Task statement> The task calls for each line of the records below in which the word "negative" appears.

Information shown>
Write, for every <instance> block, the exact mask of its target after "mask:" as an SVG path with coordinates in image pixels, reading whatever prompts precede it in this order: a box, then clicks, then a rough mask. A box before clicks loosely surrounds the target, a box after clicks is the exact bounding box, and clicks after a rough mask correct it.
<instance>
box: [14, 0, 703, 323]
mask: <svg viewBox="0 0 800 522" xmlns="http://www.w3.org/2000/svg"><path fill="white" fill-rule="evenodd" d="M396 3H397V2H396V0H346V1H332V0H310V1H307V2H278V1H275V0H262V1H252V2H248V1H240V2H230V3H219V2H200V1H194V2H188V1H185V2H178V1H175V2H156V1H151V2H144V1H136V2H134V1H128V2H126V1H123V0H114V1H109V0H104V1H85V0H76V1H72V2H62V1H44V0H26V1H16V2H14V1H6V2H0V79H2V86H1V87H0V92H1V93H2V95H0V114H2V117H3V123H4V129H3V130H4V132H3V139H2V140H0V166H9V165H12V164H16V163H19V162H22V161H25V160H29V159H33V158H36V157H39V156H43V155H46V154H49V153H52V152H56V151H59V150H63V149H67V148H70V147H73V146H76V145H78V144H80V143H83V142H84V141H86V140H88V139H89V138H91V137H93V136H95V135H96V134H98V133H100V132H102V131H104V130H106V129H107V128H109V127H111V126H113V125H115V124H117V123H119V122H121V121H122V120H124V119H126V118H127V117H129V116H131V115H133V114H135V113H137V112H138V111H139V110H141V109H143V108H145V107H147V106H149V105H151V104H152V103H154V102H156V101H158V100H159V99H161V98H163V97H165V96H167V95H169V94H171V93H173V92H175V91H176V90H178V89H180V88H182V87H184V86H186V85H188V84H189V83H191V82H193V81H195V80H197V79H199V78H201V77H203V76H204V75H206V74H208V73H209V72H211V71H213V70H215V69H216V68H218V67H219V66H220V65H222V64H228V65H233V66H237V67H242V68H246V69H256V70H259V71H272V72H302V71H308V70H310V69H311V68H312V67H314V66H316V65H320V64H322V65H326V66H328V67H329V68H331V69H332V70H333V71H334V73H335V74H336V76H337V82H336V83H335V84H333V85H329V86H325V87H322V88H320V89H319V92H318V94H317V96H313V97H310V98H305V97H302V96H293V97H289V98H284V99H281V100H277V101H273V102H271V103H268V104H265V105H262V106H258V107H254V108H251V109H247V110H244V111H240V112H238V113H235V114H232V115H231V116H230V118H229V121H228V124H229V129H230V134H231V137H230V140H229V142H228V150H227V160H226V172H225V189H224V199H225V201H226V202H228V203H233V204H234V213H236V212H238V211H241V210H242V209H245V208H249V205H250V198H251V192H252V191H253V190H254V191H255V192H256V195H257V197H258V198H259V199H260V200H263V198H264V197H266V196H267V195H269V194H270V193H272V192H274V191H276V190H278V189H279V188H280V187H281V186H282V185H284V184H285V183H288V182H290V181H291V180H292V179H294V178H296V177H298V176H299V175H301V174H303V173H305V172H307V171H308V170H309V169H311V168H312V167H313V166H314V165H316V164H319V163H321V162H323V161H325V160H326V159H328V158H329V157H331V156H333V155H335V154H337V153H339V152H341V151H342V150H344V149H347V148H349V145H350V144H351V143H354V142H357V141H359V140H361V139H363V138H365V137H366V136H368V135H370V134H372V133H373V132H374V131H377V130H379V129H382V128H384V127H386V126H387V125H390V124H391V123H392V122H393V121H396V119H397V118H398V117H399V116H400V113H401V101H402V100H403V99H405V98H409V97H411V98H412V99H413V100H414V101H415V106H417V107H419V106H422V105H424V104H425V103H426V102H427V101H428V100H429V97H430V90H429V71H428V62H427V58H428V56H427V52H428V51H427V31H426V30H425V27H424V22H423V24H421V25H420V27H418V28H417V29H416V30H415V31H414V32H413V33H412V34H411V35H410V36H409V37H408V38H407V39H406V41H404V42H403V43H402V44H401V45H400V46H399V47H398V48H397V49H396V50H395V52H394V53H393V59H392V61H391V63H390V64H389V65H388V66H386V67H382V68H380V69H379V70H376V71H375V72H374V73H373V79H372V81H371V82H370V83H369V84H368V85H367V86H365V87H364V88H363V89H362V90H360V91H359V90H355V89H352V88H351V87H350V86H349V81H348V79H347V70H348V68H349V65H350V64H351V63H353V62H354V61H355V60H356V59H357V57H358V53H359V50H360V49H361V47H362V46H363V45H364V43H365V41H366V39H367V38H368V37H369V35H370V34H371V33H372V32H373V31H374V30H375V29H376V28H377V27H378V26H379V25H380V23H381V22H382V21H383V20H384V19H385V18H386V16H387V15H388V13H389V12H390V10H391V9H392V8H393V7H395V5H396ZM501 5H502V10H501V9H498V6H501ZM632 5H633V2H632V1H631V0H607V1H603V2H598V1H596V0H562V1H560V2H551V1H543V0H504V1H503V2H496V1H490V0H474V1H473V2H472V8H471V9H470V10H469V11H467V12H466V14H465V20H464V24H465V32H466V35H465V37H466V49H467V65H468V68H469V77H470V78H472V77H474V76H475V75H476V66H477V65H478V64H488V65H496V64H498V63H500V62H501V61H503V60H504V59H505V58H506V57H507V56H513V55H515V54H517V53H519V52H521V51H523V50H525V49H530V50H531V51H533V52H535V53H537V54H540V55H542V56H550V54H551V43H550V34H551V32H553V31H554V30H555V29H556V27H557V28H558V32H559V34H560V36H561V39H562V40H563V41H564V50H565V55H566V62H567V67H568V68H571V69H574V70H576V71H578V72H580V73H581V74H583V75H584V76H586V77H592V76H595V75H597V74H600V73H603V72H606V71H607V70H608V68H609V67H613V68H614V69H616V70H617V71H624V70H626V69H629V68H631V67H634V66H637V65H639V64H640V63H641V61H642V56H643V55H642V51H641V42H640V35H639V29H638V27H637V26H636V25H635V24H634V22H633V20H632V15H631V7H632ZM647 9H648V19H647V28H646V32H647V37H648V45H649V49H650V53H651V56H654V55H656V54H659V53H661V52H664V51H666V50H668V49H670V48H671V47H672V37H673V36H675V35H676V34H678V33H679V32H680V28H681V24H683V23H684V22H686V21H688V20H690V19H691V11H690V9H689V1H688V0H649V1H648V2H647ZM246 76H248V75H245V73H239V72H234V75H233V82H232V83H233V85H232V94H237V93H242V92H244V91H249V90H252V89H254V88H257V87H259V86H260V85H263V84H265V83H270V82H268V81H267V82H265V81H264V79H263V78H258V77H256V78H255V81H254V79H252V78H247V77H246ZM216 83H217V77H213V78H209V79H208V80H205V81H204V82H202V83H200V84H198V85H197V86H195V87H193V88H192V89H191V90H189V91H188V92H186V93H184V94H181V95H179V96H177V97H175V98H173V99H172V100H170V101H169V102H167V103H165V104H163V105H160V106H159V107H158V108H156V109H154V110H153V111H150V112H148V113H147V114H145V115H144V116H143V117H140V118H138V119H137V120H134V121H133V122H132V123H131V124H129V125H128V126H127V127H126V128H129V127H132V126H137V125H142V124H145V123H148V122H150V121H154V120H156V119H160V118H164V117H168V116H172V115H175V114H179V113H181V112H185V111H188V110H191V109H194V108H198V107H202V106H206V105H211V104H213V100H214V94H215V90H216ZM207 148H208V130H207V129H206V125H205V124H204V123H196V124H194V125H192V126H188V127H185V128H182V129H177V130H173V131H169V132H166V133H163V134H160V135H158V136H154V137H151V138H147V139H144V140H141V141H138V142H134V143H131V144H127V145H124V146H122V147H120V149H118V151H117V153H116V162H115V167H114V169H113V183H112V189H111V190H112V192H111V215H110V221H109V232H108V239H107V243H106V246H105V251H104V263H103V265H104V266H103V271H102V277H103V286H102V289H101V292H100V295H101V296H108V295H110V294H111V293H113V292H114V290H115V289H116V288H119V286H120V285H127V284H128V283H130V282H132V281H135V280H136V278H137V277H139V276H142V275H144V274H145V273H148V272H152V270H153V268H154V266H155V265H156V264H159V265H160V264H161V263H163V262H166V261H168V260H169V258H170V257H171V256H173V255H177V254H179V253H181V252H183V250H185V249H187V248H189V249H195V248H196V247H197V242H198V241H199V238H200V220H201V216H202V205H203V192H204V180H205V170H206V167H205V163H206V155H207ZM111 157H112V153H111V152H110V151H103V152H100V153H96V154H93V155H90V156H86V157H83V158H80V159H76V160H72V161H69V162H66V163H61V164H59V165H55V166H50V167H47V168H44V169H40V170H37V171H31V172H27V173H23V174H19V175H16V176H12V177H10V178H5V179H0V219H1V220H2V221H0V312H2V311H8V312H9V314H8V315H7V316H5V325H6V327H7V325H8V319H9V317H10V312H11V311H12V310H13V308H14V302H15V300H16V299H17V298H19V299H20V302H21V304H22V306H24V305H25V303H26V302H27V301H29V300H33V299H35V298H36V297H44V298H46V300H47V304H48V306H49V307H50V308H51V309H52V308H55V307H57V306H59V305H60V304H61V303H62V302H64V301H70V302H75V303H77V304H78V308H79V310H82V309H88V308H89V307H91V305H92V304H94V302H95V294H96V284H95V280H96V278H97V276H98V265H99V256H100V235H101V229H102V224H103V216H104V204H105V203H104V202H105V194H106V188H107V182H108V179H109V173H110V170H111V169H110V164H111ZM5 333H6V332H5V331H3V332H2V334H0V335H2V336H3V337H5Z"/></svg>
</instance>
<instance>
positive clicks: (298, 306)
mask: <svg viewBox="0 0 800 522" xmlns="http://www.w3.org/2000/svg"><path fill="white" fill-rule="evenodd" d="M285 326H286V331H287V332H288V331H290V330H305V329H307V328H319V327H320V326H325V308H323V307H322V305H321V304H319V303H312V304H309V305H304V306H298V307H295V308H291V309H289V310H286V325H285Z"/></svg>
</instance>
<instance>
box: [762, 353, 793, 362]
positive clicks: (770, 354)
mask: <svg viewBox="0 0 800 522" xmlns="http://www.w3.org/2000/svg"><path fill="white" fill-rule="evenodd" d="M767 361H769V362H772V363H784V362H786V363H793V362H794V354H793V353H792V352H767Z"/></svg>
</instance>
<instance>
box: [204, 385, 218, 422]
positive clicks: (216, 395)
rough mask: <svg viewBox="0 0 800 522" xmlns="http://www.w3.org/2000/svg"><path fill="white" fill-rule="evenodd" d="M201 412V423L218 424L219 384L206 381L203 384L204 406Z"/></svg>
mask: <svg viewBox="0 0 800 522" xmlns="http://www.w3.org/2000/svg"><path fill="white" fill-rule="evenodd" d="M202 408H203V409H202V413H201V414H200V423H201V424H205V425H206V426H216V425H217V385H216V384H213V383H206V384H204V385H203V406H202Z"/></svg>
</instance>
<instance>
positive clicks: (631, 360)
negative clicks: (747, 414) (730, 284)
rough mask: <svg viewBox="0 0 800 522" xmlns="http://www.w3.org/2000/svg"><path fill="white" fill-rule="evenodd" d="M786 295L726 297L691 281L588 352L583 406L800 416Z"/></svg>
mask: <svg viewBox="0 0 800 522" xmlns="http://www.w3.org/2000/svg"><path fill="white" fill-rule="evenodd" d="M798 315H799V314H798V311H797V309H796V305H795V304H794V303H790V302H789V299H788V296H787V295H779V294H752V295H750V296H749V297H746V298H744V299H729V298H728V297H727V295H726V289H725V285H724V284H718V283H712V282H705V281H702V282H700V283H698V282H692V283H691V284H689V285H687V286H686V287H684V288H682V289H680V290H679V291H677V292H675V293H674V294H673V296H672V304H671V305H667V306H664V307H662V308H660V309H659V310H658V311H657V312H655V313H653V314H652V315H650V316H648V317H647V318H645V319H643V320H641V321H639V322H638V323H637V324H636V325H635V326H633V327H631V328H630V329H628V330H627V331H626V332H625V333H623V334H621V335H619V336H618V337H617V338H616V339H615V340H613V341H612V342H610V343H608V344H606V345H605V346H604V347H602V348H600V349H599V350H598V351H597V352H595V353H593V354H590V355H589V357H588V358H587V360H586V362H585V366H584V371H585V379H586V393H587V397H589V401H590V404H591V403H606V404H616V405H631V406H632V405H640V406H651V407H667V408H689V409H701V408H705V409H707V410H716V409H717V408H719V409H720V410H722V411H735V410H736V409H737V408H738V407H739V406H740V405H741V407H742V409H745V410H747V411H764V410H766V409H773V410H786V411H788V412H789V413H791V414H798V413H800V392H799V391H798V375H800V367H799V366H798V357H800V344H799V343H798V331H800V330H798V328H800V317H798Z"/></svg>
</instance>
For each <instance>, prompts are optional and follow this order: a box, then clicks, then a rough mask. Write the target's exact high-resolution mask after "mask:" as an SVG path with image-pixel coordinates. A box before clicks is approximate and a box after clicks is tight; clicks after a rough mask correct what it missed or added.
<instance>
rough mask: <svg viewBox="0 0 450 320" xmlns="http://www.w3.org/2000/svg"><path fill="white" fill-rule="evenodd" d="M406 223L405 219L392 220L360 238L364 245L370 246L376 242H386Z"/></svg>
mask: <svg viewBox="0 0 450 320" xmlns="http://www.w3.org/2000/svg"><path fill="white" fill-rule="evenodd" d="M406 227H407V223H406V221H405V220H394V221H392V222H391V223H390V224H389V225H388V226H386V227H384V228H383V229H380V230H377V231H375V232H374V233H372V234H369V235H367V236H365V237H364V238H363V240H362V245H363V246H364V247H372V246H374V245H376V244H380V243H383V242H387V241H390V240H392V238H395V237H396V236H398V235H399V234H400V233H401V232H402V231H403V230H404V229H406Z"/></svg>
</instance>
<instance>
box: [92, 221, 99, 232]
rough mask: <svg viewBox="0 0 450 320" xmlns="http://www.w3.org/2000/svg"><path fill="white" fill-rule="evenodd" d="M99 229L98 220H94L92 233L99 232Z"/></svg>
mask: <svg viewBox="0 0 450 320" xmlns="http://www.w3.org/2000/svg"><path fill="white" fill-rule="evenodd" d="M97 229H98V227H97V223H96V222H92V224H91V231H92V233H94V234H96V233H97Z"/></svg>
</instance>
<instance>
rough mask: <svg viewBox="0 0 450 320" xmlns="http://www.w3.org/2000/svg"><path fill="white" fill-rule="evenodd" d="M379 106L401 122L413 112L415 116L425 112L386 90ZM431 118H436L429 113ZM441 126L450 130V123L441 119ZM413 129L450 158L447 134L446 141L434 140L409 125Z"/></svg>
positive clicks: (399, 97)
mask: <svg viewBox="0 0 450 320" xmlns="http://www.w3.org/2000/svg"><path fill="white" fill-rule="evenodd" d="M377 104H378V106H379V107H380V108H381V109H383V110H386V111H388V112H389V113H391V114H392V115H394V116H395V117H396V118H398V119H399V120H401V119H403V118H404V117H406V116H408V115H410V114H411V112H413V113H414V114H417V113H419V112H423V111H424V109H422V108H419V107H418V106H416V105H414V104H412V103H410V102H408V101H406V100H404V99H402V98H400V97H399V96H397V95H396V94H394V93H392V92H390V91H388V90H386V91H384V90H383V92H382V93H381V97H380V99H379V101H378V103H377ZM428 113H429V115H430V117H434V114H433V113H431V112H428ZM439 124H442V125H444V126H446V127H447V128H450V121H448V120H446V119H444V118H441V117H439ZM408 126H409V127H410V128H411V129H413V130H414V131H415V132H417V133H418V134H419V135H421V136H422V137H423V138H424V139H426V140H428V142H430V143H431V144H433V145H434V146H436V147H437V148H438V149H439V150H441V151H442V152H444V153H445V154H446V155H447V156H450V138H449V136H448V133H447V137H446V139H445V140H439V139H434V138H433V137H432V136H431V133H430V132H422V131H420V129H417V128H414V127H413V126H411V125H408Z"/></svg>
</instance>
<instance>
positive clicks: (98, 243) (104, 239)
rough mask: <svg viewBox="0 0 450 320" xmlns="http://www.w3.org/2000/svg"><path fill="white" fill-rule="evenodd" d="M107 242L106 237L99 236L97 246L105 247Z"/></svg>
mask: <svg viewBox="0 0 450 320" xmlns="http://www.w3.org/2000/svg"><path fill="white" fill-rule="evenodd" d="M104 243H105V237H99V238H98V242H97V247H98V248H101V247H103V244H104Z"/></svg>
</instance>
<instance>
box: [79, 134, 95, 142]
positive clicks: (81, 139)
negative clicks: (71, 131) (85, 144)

Problem solution>
negative clicks: (747, 414) (730, 284)
negative clicks: (71, 131) (85, 144)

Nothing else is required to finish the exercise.